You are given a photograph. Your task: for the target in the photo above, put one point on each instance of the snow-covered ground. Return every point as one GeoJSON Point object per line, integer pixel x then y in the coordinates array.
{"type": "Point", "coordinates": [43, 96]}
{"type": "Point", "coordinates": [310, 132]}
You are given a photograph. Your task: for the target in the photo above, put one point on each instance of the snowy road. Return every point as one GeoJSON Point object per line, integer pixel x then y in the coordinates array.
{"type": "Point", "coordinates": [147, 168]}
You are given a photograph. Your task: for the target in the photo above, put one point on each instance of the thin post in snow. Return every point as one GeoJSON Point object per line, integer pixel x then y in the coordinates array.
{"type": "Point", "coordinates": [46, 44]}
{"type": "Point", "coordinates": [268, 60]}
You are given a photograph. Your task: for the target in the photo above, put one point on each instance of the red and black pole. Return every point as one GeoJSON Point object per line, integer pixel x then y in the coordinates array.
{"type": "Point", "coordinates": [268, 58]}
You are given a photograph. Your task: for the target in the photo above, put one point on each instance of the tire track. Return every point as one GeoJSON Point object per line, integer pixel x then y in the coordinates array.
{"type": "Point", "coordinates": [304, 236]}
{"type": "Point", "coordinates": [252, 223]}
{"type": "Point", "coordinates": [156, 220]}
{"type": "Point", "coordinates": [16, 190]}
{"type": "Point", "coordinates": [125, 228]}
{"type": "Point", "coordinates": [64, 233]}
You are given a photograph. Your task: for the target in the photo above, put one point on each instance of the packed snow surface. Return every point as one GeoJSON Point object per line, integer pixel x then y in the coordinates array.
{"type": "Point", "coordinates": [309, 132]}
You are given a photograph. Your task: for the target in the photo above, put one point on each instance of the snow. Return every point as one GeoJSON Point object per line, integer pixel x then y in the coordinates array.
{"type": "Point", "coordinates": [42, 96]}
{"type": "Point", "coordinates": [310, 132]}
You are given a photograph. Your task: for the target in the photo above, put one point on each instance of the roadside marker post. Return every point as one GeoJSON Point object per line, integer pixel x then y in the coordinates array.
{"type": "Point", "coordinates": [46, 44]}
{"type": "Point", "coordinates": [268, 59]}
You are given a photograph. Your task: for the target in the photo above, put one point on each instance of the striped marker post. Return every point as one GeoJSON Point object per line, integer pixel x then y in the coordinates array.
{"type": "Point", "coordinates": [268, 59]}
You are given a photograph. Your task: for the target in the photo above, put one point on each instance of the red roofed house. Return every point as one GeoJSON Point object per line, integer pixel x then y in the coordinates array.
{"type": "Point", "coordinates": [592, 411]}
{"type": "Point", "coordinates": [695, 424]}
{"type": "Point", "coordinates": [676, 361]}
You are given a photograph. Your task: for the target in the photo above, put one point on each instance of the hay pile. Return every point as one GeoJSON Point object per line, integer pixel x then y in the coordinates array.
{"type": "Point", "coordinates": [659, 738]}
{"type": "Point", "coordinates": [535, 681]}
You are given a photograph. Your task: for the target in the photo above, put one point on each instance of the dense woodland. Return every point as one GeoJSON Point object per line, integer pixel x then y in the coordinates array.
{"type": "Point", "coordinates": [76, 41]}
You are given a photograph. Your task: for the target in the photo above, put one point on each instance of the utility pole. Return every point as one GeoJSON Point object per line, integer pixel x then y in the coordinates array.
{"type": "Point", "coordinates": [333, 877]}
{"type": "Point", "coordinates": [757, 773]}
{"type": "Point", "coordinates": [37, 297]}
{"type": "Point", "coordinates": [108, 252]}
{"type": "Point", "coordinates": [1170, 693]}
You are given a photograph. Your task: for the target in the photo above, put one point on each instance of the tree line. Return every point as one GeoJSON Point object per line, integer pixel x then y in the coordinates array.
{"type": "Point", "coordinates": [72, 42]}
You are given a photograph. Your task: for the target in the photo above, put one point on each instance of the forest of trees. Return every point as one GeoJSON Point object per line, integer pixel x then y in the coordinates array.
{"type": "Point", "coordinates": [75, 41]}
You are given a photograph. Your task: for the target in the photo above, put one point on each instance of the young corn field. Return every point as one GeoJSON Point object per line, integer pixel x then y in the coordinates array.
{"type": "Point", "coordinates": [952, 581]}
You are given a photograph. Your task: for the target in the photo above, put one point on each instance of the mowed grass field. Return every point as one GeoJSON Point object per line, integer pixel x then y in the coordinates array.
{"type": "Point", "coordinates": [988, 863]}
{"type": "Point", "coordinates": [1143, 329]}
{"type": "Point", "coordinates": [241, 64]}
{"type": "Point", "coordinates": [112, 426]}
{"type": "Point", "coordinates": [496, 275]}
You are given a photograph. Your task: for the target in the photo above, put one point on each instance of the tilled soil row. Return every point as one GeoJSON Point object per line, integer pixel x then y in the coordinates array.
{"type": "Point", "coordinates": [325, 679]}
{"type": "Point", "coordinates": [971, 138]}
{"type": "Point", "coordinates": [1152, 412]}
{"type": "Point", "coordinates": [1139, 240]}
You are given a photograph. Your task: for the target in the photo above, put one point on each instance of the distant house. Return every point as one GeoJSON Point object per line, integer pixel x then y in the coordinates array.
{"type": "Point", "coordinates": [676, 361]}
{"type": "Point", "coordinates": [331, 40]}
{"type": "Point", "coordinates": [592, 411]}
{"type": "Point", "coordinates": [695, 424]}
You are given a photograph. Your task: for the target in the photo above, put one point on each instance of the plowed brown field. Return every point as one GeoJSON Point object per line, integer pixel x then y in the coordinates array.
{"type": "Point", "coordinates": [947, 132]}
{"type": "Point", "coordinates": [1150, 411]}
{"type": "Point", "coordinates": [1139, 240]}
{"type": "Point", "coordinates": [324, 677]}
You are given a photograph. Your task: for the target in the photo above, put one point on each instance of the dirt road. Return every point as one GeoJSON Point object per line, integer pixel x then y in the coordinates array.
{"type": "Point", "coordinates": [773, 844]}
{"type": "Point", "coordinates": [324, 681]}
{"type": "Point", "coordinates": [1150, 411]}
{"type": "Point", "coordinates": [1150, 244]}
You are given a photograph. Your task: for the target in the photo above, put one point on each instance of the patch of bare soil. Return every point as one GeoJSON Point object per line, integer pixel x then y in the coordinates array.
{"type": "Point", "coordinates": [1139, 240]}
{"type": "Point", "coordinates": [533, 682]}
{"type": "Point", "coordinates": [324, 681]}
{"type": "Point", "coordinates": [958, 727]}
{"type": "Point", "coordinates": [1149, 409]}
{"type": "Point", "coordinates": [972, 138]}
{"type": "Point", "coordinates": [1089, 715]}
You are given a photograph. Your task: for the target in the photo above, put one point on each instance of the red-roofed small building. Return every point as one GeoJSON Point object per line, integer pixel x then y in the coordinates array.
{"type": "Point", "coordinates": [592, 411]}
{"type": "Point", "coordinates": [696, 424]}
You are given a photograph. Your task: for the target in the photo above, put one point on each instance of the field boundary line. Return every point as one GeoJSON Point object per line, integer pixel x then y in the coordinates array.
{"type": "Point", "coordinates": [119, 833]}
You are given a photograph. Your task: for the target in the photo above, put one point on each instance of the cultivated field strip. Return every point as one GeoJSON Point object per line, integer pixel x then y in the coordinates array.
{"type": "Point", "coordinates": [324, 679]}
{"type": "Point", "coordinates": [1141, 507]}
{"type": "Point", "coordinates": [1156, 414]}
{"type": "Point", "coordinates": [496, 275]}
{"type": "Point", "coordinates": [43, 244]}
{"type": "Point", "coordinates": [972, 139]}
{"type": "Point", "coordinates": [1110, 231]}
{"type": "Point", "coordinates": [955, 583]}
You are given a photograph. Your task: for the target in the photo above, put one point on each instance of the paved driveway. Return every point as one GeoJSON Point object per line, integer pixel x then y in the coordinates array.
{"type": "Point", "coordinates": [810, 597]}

■ Activity: Nothing but an exact copy of the records belongs in the answer.

■ Solution to the problem:
You are given a photograph. Your task: for the target in the photo above, put one point on each instance of the snow-covered ground. Return every point as one GeoJSON Point object per line, integer pixel x then y in the coordinates array.
{"type": "Point", "coordinates": [43, 96]}
{"type": "Point", "coordinates": [310, 132]}
You are given a photograph. Your task: for the target in the photo above, put one point on each instance of the snowy road. Return every point as one GeoJSON Point object per line, integer pixel x then y in the coordinates array.
{"type": "Point", "coordinates": [147, 168]}
You are given a photograph. Your task: for the target in the photo above, put one point on each instance of the thin post in snow. Return every point as one GeoJSON Point object per line, integer pixel x then y in the coordinates array.
{"type": "Point", "coordinates": [46, 44]}
{"type": "Point", "coordinates": [268, 60]}
You are given a photograph. Your task: for the target in the photo above, put one point on each instance of the red and black pole. Return every point as one GeoJSON Point object per line, integer pixel x then y in the coordinates array.
{"type": "Point", "coordinates": [268, 58]}
You are given a photograph. Your task: for the target in the photo above, put one point on each instance of the tire track. Return every point as one GeoJSON Point object per line, integer pixel x then y in the coordinates array.
{"type": "Point", "coordinates": [304, 236]}
{"type": "Point", "coordinates": [252, 223]}
{"type": "Point", "coordinates": [156, 220]}
{"type": "Point", "coordinates": [16, 190]}
{"type": "Point", "coordinates": [125, 228]}
{"type": "Point", "coordinates": [64, 233]}
You are given a photograph. Your task: for the target in the photo above, put one point on each instance of the packed snow surface. Return every point as one GeoJSON Point object per line, integer pixel x then y in the coordinates array.
{"type": "Point", "coordinates": [309, 132]}
You are given a photograph. Your task: for the target in the photo above, put one point on each instance of the snow. Return every point as one GeoJSON Point object per line, integer pixel x then y in the coordinates array.
{"type": "Point", "coordinates": [42, 96]}
{"type": "Point", "coordinates": [310, 132]}
You are given a photograph. Your task: for the target in the photo above, put one point on each instance of the roadside marker post. Return every point as one GeoJSON Point object per line, integer pixel x then y in the coordinates array.
{"type": "Point", "coordinates": [46, 44]}
{"type": "Point", "coordinates": [268, 59]}
You are given a photograph. Your task: for the target in the photo above, put one point on each instance of the striped marker post. Return every point as one GeoJSON Point object per line, integer pixel x then y in the coordinates array.
{"type": "Point", "coordinates": [268, 59]}
You are given a photograph. Your task: for the target in the photo above, put one point on each instance of the red roofed house. Return every point as one GeoJSON Point object per line, integer pixel x then y in the coordinates array.
{"type": "Point", "coordinates": [592, 411]}
{"type": "Point", "coordinates": [695, 424]}
{"type": "Point", "coordinates": [676, 361]}
You are given a photograph. Your task: for the target in the photo above, put one point on each instance of the hay pile. Return every point as one GeoJSON Point object per line, integer pixel x then y in the coordinates array.
{"type": "Point", "coordinates": [659, 738]}
{"type": "Point", "coordinates": [535, 681]}
You are given a photograph. Your task: for the target in the photo above, put one point on each instance of the dense woodland. Return every point as one GeoJSON Point object per line, integer pixel x then y in the coordinates array.
{"type": "Point", "coordinates": [76, 41]}
You are given a photograph. Your task: for the target in the photo above, put one point on each instance of the utility pole. Return every point as one GeoJSON Point object per line, integer pixel x then y in the coordinates array.
{"type": "Point", "coordinates": [333, 877]}
{"type": "Point", "coordinates": [757, 773]}
{"type": "Point", "coordinates": [37, 297]}
{"type": "Point", "coordinates": [108, 252]}
{"type": "Point", "coordinates": [1170, 693]}
You are given a photograph. Your task: for the target in the photo above, put one point on each instance of the tree line. Return every point as one GeoJSON Point object per line, integer pixel x then y in the coordinates array.
{"type": "Point", "coordinates": [72, 42]}
You are given a photograph. Your task: for the target in the photo above, put one point on each instance of the forest of trees. Return every point as one GeoJSON Point object per line, integer pixel x then y in the coordinates array.
{"type": "Point", "coordinates": [75, 41]}
You are given a photograph. Your task: for the target in the photo above, put one point on each instance of the young corn field. Return every point as one GeoJSON Point object per line, integer pixel x then y in the coordinates array.
{"type": "Point", "coordinates": [952, 581]}
You are given a photograph. Your task: for the target in the photo above, put one point on each instance of the mowed grass field. Return every point as one GeoJSON Point object per line, integer pixel x then y in the coordinates array.
{"type": "Point", "coordinates": [988, 863]}
{"type": "Point", "coordinates": [1143, 329]}
{"type": "Point", "coordinates": [241, 64]}
{"type": "Point", "coordinates": [112, 426]}
{"type": "Point", "coordinates": [496, 275]}
You are given a photograph. Your task: for the target in the photo above, put one point on each instance of the tilled soil row. Return every point as one GeoJSON Point object per line, integer pixel x then y in the coordinates array.
{"type": "Point", "coordinates": [325, 679]}
{"type": "Point", "coordinates": [971, 138]}
{"type": "Point", "coordinates": [1152, 412]}
{"type": "Point", "coordinates": [1139, 240]}
You are given a photograph. Your task: for the target in the photo above, put one point on each instance of the distant house. Return every point as one GeoJSON Point object per line, integer pixel x then y in the coordinates array.
{"type": "Point", "coordinates": [676, 361]}
{"type": "Point", "coordinates": [331, 40]}
{"type": "Point", "coordinates": [592, 411]}
{"type": "Point", "coordinates": [695, 424]}
You are given a photograph. Your task: for the target in the photo above, put one point on each instance of the plowed brown field. Return every point as one GeoJSON Point object per line, integer pixel x then y in the coordinates array.
{"type": "Point", "coordinates": [947, 132]}
{"type": "Point", "coordinates": [1150, 411]}
{"type": "Point", "coordinates": [1139, 240]}
{"type": "Point", "coordinates": [324, 677]}
You are given a photograph. Your task: for the target in the photo above, put one point on each instance of the dirt road. Return every point as one GeoJSON Point object per line, integer pixel x then y in the coordinates array.
{"type": "Point", "coordinates": [773, 844]}
{"type": "Point", "coordinates": [324, 681]}
{"type": "Point", "coordinates": [1150, 411]}
{"type": "Point", "coordinates": [1150, 244]}
You are given a photograph. Your task: for the target in the photo above, put one point on each instance of the patch of bare soil. Return every point as one GeoJSON Point object per line, integer pixel x then y in the coordinates array.
{"type": "Point", "coordinates": [1139, 240]}
{"type": "Point", "coordinates": [533, 682]}
{"type": "Point", "coordinates": [324, 681]}
{"type": "Point", "coordinates": [958, 727]}
{"type": "Point", "coordinates": [1149, 409]}
{"type": "Point", "coordinates": [972, 138]}
{"type": "Point", "coordinates": [1089, 715]}
You are given a photograph. Your task: for the target in the photo above, put one point on each instance of the red-roofed small building. Return every point as one GeoJSON Point object per line, integer pixel x then y in the coordinates array.
{"type": "Point", "coordinates": [592, 411]}
{"type": "Point", "coordinates": [696, 424]}
You are given a photograph. Your task: for the target in the photo above, put one point on each instance of the field boundary line. Return every point as one GeoJSON Point object per line, integer pixel x then y in the coordinates array.
{"type": "Point", "coordinates": [119, 833]}
You are given a photograph. Your task: for the target in the photo above, put one point on each instance of the cultivated field strip. Return every point as one GeoJSON Point object per line, integer pixel x then y in the coordinates array.
{"type": "Point", "coordinates": [324, 679]}
{"type": "Point", "coordinates": [1141, 507]}
{"type": "Point", "coordinates": [1156, 414]}
{"type": "Point", "coordinates": [496, 275]}
{"type": "Point", "coordinates": [43, 244]}
{"type": "Point", "coordinates": [972, 139]}
{"type": "Point", "coordinates": [1110, 231]}
{"type": "Point", "coordinates": [955, 583]}
You are given a photograph. Your task: for the target in the photo above, put one point on each instance of the paved driveway. Return every point as one GeoJSON Point object per line, integer pixel x then y in the coordinates array.
{"type": "Point", "coordinates": [810, 597]}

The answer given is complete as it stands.